Enregistrements de placement de points:
——————
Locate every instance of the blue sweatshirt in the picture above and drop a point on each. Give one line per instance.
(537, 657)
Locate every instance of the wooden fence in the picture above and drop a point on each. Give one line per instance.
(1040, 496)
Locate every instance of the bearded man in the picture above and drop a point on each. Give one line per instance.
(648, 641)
——————
Travail demandé: Substituez « gray hoodie » à « blue sweatshirt » dans la partie qui s'ouvre au début des enregistrements et se ferme sur la ligne contenant « (1040, 496) », ces deux bornes comprises. Redonnez uniquement ces lignes, sans rien modifier d'autre.

Tâche réalisée:
Locate every instance of the gray hoodie in the picture above and drop a point on each. Give one line per instance.
(537, 657)
Locate every instance of the wooden fence in the picture above and drop a point on each. Give one line per instance.
(1040, 496)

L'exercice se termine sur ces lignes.